» **Problem statement**
How would you render this sentence from the estimator documentation in Spanish: "The other parameters control various details of the integration problem."

» **Excerpted text**
━━━━━━━━━━━━━━━━━━━━
Evaluate performance characteristics of an estimator
evaluate_estimator.Rd
This function evaluates an EstimatorScore
for a PointEstimator
or and IntervalEstimator
by integrating over the sampling distribution.
Usage
evaluate_estimator(
score,
estimator,
data_distribution,
use_full_twoarm_sampling_distribution = FALSE,
design,
true_parameter = mu,
mu,
sigma,
tol = getOption("adestr_tol_outer", default = .adestr_options[["adestr_tol_outer"]]),
maxEval = getOption("adestr_maxEval_outer", default =
.adestr_options[["adestr_maxEval_outer"]]),
absError = getOption("adestr_absError_outer", default =
.adestr_options[["adestr_absError_outer"]]),
exact = FALSE,
early_futility_part = TRUE,
continuation_part = TRUE,
early_efficacy_part = TRUE,
conditional_integral = FALSE
)
Arguments
- score
performance measure to evaluate.
- estimator
object of class
PointEstimator
,IntervalEstimator
orPValue
.- data_distribution
object of class
Normal
orStudent
.- use_full_twoarm_sampling_distribution
logical indicating whether this estimator is intended to be used with the full sampling distribution in a two-armed trial.
- design
object of class
TwoStageDesign
.- true_parameter
true value of the parameter (used e.g. when evaluating bias).
- mu
expected value of the underlying normal distribution.
- sigma
assumed standard deviation.
- tol
relative tolerance.
- maxEval
maximum number of iterations.
- absError
absolute tolerance.
- exact
logical indicating usage of exact n2 function.
- early_futility_part
include early futility part of integral.
- continuation_part
include continuation part of integral.
- early_efficacy_part
include early efficacy part of integral.
- conditional_integral
treat integral as a conditional integral.
Value
an object of class EstimatorScoreResult
containing the values of the evaluated EstimatorScore
and
information about the setting for which they were calculated
(e.g. the estimator
, data_distribution
, design
, mu
, and sigma
).
Details
General
First, a functional representation of the integrand is created by combining information
from the EstimatorScore
object (score
) and the PointEstimator
or
IntervalEstimator
object (estimator
).
The sampling distribution of a design is determined by the TwoStageDesign
object
(design
) and the DataDistribution
object (data_distribution
),
as well as the assumed parameters \(\mu\) (mu) and \(\sigma\) (sigma).
The other parameters control various details of the integration problem.
Other parameters
For a two-armed data_distribution
,
if use_full_twoarm_sampling_distribution
is TRUE
, the sample means
for both groups are integrated independently. If use_full_twoarm_sampling_distribution
is FALSE
, only the difference in sample means is integrated.
true_parameter
controls which parameters is supposed to be estimated. This
is usually mu
, but could be set to sigma
if one is interested in
estimating the standard deviation.
If the parameter exact
is set to FALSE
(the default), the continuous version of the second-stage sample-size function n2
is used. Otherwise, an integer valued version of that function will be used,
though this is considerably slower.
━━━━━━━━━━━━━━━━━━━━
» **Point placement records**
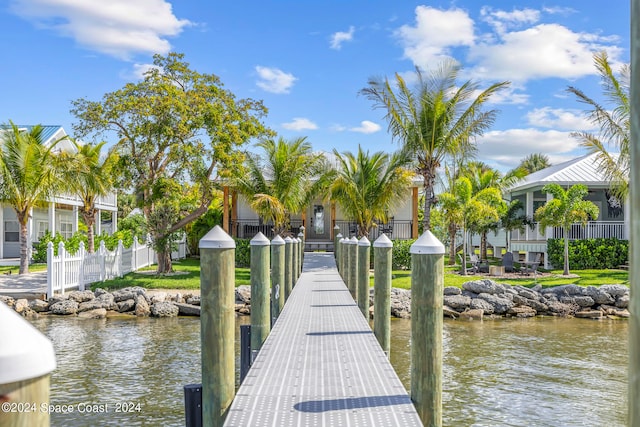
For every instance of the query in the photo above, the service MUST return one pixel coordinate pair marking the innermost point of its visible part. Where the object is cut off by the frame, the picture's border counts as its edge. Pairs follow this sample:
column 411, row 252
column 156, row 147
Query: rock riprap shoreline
column 476, row 300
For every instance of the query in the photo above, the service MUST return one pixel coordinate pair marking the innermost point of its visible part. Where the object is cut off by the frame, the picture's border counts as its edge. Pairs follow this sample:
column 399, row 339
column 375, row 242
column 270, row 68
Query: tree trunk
column 24, row 253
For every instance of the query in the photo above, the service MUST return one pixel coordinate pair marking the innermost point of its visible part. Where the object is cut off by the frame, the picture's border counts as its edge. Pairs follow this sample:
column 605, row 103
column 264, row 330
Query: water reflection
column 542, row 372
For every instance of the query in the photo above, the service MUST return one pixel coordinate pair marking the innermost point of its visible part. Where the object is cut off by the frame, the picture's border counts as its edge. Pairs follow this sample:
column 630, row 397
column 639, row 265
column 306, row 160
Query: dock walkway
column 321, row 364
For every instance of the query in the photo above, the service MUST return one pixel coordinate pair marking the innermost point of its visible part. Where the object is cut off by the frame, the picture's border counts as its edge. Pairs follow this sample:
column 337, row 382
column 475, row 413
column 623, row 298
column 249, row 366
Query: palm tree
column 28, row 176
column 90, row 177
column 283, row 182
column 437, row 120
column 367, row 186
column 614, row 123
column 534, row 162
column 564, row 209
column 473, row 208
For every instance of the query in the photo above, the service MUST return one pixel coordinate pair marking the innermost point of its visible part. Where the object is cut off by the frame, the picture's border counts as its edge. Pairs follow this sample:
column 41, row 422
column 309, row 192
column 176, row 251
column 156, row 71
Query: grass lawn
column 188, row 277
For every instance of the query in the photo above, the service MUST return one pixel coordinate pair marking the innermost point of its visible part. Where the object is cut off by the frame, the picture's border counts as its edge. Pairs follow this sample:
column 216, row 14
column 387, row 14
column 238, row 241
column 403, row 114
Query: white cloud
column 300, row 123
column 274, row 80
column 366, row 127
column 118, row 28
column 434, row 33
column 340, row 37
column 558, row 118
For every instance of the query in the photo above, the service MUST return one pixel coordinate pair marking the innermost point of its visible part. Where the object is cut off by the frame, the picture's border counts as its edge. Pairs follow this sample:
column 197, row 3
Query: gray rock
column 98, row 313
column 500, row 305
column 126, row 305
column 81, row 296
column 64, row 307
column 599, row 296
column 164, row 309
column 189, row 309
column 483, row 305
column 485, row 286
column 38, row 305
column 457, row 302
column 452, row 290
column 142, row 306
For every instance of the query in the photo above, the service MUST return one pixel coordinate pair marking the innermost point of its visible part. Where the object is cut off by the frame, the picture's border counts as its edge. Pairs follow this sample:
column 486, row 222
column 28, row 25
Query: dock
column 321, row 363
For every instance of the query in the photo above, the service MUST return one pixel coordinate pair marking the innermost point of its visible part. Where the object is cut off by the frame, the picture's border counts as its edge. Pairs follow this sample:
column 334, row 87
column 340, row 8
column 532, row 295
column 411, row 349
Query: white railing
column 67, row 271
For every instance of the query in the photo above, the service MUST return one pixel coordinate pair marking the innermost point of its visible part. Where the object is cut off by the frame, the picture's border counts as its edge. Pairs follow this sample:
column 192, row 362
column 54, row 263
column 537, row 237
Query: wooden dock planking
column 321, row 364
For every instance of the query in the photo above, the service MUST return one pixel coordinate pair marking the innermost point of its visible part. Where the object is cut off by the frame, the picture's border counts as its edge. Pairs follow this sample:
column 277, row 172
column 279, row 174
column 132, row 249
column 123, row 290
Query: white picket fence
column 67, row 271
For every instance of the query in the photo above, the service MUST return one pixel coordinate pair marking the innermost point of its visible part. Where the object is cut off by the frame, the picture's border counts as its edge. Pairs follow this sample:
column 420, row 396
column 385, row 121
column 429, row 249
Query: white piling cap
column 259, row 240
column 277, row 240
column 427, row 244
column 217, row 238
column 383, row 242
column 25, row 353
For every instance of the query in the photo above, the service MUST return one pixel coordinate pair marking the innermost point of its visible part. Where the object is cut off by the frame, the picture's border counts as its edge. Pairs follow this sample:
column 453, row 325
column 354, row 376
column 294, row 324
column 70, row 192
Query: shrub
column 589, row 253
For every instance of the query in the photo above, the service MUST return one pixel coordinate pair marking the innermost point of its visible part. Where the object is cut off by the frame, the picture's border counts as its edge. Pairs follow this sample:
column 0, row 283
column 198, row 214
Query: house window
column 66, row 229
column 11, row 231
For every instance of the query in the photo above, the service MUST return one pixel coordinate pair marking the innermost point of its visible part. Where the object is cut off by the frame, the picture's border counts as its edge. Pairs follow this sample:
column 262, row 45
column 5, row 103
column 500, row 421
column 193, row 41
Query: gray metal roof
column 581, row 170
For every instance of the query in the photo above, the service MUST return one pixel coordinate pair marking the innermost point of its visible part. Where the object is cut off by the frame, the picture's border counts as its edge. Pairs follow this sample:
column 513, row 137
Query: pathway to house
column 321, row 364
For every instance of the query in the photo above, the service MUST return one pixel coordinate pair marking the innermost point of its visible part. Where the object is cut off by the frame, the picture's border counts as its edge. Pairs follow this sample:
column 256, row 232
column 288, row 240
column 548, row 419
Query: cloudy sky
column 308, row 60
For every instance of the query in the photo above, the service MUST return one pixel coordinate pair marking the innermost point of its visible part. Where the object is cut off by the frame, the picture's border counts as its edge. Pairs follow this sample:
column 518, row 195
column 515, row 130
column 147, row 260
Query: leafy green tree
column 284, row 181
column 472, row 208
column 175, row 125
column 534, row 162
column 436, row 120
column 566, row 207
column 29, row 174
column 367, row 186
column 90, row 175
column 613, row 120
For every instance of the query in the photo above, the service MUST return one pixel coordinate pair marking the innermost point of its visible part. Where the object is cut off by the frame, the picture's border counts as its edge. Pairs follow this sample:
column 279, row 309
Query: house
column 320, row 220
column 59, row 214
column 613, row 221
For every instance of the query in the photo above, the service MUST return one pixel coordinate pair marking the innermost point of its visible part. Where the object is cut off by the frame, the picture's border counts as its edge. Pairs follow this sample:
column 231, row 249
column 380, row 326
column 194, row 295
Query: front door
column 319, row 223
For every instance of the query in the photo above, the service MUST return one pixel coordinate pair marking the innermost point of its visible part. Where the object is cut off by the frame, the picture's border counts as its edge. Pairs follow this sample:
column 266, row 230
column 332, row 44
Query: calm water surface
column 534, row 372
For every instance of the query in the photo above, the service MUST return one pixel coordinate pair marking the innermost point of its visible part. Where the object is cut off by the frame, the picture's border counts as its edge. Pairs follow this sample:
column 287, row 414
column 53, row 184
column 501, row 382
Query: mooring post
column 277, row 277
column 353, row 267
column 260, row 312
column 634, row 237
column 382, row 268
column 26, row 360
column 217, row 324
column 288, row 264
column 427, row 286
column 336, row 239
column 364, row 254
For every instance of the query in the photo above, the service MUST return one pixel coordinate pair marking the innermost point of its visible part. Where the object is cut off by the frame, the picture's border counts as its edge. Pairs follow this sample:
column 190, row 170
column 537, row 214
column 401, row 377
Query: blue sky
column 308, row 60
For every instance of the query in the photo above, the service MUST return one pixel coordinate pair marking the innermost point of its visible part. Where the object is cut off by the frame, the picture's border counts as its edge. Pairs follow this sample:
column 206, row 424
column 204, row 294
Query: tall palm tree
column 28, row 176
column 90, row 177
column 367, row 186
column 436, row 120
column 284, row 181
column 473, row 208
column 534, row 162
column 614, row 123
column 566, row 207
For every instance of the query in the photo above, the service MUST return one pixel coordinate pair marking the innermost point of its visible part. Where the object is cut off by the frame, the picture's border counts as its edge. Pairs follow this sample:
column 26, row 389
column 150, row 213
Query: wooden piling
column 288, row 264
column 277, row 276
column 364, row 253
column 217, row 324
column 260, row 290
column 427, row 286
column 26, row 360
column 382, row 275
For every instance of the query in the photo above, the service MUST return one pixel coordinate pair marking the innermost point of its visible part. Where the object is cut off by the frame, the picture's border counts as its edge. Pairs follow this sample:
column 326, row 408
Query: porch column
column 225, row 208
column 414, row 212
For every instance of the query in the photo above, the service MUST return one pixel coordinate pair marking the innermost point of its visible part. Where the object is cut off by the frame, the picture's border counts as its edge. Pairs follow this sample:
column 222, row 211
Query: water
column 533, row 372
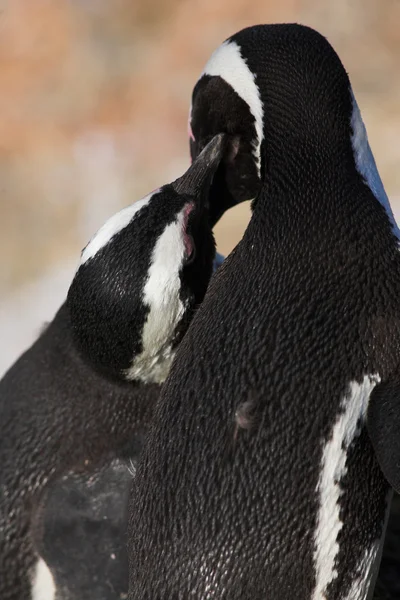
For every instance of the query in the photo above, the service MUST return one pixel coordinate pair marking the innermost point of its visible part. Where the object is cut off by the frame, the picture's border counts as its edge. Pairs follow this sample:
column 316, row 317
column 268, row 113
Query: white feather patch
column 333, row 469
column 228, row 63
column 43, row 587
column 366, row 165
column 162, row 296
column 114, row 225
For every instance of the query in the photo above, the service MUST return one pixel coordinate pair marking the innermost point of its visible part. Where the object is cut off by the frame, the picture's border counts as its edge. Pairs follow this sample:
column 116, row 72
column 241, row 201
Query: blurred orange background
column 94, row 98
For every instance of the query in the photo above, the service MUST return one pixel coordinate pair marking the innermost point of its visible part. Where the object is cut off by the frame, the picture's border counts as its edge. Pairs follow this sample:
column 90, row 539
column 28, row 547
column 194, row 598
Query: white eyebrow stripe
column 228, row 63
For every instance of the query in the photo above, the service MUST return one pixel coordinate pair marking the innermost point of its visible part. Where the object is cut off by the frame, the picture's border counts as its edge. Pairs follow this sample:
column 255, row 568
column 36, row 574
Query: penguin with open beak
column 74, row 407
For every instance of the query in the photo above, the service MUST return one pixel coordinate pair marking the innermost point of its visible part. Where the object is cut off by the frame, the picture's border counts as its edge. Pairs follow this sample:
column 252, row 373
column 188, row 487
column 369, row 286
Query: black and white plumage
column 277, row 492
column 75, row 407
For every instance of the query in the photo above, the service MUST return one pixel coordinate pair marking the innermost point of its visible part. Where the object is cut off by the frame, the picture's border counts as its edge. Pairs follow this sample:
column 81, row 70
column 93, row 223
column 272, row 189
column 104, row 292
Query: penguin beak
column 198, row 178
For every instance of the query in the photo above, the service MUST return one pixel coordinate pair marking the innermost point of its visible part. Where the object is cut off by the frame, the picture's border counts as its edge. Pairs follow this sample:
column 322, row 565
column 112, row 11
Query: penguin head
column 282, row 92
column 142, row 275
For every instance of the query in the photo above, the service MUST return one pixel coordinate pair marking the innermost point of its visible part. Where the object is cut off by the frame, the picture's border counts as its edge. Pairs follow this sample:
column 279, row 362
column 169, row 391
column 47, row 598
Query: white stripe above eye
column 228, row 63
column 333, row 469
column 43, row 587
column 365, row 162
column 114, row 225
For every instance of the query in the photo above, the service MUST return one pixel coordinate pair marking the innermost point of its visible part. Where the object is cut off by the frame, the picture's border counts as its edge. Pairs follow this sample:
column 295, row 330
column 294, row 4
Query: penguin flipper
column 383, row 423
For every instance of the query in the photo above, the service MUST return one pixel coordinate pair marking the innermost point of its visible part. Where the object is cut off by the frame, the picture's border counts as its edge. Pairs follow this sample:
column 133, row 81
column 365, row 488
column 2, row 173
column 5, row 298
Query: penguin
column 75, row 407
column 269, row 468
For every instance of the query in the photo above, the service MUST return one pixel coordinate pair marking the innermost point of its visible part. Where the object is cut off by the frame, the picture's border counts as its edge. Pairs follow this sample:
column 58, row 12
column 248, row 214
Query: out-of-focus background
column 94, row 98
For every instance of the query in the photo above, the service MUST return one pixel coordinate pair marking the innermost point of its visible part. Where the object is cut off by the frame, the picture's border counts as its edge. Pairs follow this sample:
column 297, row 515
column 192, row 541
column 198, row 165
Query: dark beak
column 199, row 176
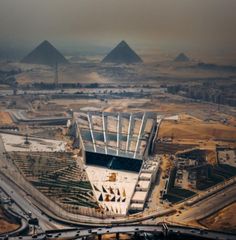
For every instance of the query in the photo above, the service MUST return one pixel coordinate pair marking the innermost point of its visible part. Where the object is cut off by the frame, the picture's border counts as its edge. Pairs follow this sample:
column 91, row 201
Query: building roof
column 119, row 134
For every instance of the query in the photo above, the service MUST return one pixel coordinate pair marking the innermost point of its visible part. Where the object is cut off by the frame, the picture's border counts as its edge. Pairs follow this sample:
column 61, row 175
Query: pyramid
column 46, row 54
column 181, row 58
column 122, row 53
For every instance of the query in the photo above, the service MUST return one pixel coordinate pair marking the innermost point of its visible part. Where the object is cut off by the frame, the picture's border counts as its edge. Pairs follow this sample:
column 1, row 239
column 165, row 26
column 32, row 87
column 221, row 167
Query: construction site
column 108, row 151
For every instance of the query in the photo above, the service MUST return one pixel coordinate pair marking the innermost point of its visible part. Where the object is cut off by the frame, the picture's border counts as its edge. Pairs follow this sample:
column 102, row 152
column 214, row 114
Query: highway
column 156, row 230
column 47, row 223
column 207, row 206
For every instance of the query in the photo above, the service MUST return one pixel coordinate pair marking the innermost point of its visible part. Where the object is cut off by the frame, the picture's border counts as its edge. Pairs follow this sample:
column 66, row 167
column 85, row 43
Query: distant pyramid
column 46, row 54
column 122, row 53
column 181, row 58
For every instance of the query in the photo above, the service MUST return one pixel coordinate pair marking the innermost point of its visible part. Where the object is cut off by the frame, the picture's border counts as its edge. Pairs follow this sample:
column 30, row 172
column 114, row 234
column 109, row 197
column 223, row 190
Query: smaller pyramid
column 122, row 54
column 181, row 58
column 45, row 54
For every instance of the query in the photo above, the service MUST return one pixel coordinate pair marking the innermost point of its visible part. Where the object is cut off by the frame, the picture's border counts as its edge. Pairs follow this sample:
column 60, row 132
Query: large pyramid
column 46, row 54
column 122, row 53
column 181, row 58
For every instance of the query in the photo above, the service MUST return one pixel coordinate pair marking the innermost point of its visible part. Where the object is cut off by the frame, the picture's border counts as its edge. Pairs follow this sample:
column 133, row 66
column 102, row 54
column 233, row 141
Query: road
column 138, row 229
column 206, row 207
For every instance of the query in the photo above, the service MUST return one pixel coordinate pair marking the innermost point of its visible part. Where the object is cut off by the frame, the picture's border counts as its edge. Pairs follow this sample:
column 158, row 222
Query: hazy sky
column 165, row 24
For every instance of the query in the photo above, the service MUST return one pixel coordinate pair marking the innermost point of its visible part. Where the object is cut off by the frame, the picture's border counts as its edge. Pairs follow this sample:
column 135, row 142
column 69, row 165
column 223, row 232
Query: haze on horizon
━━━━━━━━━━━━━━━━━━━━
» **Output of the exercise**
Los demás parámetros controlan diversos detalles del problema de integración.